Directions » Go line by line through the entries and show those that hold the string "stone".

Source data »
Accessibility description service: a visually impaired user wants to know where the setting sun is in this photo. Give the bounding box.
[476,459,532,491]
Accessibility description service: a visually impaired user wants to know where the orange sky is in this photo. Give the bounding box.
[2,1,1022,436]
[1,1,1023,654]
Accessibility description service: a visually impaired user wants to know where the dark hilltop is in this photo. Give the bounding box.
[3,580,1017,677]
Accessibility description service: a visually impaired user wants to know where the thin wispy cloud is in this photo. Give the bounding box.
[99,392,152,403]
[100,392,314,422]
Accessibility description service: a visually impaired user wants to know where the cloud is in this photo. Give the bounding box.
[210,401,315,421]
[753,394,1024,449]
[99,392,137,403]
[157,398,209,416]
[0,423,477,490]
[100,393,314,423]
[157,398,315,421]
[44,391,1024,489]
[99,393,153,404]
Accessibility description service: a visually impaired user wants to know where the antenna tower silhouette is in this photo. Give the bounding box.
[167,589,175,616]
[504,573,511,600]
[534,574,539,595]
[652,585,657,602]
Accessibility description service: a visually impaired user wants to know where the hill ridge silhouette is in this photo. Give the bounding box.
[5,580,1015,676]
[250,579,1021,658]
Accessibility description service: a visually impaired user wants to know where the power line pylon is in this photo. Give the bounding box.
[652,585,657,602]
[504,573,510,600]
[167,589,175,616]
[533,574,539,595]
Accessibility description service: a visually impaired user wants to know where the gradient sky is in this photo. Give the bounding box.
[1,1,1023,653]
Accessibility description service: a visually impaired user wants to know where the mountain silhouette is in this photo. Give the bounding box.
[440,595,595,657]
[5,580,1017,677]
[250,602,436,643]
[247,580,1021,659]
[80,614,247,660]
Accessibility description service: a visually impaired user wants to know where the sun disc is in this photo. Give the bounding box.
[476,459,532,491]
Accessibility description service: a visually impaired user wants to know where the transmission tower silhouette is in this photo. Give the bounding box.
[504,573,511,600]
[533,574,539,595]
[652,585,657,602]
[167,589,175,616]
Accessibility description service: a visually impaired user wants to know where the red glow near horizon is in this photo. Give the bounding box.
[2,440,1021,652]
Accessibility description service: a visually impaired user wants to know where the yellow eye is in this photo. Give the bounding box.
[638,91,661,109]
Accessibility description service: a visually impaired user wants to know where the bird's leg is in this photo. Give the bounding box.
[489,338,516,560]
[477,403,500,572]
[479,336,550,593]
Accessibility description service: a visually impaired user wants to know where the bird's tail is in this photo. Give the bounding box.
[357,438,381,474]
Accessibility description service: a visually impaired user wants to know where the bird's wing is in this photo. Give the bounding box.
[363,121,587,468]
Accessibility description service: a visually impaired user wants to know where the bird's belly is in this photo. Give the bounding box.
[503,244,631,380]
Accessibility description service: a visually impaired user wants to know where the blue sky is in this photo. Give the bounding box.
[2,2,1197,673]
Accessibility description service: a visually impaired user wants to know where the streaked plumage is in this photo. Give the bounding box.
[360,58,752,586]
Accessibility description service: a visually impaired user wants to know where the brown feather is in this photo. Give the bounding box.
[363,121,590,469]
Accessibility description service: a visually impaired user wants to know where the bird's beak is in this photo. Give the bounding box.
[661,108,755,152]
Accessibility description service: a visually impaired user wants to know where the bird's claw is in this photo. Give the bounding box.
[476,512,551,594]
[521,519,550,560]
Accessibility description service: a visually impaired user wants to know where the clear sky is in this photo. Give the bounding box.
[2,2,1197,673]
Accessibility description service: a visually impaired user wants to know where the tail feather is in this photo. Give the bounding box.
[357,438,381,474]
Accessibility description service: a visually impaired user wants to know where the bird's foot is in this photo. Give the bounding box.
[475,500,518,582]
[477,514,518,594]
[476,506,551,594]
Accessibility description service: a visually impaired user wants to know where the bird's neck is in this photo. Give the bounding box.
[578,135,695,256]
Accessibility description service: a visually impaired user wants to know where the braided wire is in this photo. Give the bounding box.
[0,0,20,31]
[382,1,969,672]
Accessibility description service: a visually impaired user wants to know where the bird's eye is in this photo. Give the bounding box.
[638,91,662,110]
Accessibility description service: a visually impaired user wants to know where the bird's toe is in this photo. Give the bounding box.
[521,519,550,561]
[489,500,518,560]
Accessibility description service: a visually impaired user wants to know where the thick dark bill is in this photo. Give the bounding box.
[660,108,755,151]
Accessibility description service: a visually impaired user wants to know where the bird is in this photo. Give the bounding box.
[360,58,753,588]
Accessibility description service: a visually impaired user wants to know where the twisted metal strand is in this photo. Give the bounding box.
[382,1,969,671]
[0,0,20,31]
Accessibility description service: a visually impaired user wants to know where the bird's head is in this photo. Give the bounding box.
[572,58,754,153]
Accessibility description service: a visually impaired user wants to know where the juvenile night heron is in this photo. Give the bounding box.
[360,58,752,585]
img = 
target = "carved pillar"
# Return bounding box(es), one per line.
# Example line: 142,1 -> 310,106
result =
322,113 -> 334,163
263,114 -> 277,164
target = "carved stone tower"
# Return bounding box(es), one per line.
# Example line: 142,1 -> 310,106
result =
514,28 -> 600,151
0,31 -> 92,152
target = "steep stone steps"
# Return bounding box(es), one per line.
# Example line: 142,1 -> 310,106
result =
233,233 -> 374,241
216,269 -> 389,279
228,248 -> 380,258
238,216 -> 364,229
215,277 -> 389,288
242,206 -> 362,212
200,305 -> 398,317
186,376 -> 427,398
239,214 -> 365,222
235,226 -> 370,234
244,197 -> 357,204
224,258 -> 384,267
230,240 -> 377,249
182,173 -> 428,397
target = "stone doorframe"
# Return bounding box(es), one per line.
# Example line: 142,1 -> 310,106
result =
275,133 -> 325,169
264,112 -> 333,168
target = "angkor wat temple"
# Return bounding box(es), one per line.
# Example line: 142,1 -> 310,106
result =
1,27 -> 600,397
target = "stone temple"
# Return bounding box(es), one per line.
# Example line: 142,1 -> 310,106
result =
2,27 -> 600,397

Solved exercise »
target = "carved stone tower"
target = "steep stone steps"
target = "stone doorframe"
target = "stone temple"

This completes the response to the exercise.